● **Task to carry out**
Extract every line of the material below that contains the string "stethoscope". Treat uppercase and lowercase as different when matching.
== Data in this exercise ==
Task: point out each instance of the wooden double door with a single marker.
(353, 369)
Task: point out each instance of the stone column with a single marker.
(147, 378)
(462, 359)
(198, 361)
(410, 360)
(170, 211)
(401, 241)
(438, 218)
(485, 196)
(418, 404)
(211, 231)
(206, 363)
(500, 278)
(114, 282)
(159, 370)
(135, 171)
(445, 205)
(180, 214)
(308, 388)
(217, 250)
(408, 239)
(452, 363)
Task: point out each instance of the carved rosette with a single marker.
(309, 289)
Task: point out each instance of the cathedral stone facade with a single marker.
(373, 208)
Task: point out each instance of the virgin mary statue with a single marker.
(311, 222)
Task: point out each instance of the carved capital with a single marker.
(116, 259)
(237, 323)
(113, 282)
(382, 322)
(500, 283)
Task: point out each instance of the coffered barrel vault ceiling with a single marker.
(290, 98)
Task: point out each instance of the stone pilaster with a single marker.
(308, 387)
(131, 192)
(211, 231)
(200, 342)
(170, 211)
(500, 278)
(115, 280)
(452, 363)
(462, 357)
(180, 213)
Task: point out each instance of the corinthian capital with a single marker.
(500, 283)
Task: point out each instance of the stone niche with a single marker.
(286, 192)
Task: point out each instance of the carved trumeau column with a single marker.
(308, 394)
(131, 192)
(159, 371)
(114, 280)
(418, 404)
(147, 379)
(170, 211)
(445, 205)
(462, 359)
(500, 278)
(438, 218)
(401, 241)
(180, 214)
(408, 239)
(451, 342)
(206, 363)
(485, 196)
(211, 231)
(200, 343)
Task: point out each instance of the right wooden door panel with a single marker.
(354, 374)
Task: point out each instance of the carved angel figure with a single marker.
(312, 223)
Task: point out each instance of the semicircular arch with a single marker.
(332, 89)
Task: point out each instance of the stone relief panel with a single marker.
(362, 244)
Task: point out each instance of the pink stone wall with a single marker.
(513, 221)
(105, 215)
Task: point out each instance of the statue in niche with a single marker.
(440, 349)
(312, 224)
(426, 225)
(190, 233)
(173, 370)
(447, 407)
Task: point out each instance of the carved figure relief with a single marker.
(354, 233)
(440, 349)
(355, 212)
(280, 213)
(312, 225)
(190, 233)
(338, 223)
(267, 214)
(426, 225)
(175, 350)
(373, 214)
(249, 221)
===
== Data in this exercise ==
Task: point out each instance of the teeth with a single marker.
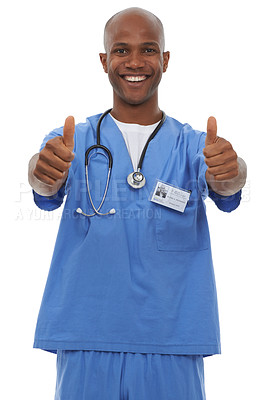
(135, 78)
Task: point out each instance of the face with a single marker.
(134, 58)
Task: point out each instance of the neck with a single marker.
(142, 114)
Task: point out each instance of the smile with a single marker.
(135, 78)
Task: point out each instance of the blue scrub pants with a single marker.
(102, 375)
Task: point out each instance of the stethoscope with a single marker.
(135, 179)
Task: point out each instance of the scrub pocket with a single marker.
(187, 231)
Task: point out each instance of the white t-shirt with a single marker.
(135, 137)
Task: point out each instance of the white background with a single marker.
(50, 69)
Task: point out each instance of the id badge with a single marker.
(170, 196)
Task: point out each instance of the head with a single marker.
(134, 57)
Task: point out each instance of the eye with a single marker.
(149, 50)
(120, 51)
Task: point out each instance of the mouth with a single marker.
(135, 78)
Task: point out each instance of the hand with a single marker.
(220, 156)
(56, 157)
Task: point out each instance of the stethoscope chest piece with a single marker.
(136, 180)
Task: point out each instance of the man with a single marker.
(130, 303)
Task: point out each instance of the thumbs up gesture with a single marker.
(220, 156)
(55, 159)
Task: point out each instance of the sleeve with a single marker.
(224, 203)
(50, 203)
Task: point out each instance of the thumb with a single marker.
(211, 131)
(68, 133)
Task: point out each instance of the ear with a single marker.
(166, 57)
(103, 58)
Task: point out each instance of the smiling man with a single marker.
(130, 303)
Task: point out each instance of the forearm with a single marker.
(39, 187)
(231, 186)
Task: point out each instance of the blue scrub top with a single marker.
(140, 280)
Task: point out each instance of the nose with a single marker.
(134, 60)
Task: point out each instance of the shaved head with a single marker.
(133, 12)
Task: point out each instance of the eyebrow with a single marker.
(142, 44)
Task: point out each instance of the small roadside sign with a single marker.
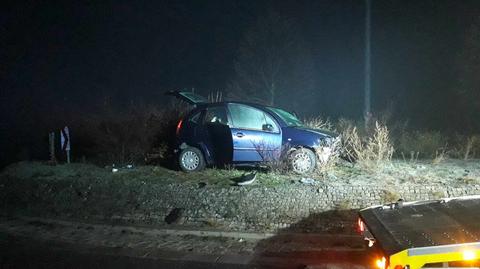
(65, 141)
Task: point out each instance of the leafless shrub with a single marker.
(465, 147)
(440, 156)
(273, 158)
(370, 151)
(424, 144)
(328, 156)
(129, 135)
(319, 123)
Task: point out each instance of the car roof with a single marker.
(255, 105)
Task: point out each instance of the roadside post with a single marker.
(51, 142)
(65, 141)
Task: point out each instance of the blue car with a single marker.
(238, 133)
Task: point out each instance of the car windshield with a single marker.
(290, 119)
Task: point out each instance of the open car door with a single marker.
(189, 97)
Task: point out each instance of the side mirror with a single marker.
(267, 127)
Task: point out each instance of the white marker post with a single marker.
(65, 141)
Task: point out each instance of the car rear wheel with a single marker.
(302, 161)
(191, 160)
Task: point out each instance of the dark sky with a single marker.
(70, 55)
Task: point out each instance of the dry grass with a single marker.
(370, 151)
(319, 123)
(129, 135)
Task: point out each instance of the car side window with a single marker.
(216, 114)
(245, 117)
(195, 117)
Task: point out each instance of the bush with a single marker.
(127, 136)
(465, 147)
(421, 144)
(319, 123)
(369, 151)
===
== Data in this exercise ==
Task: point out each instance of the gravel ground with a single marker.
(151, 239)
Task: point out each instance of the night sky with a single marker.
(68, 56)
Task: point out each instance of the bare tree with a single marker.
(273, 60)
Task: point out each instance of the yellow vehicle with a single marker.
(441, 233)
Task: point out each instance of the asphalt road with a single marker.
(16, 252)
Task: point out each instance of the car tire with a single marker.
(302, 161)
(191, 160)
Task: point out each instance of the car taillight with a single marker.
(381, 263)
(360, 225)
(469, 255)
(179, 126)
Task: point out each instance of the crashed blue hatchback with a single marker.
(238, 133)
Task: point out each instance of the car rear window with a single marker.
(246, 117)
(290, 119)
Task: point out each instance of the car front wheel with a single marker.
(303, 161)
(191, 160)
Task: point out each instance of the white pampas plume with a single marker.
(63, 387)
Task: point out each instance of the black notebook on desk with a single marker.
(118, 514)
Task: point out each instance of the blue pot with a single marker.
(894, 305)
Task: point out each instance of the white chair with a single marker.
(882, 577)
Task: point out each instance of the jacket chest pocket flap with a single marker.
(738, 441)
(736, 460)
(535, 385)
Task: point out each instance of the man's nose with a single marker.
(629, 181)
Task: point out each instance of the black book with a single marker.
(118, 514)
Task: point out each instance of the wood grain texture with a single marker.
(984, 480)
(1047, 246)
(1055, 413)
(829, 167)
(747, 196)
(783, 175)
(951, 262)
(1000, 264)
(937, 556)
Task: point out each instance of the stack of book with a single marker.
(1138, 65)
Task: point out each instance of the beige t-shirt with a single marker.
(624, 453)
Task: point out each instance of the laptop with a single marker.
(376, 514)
===
● **Task response**
Task: point out each instance of the stethoscope with a single marker.
Task: point out each instance of the stethoscope chest piece with a single marker.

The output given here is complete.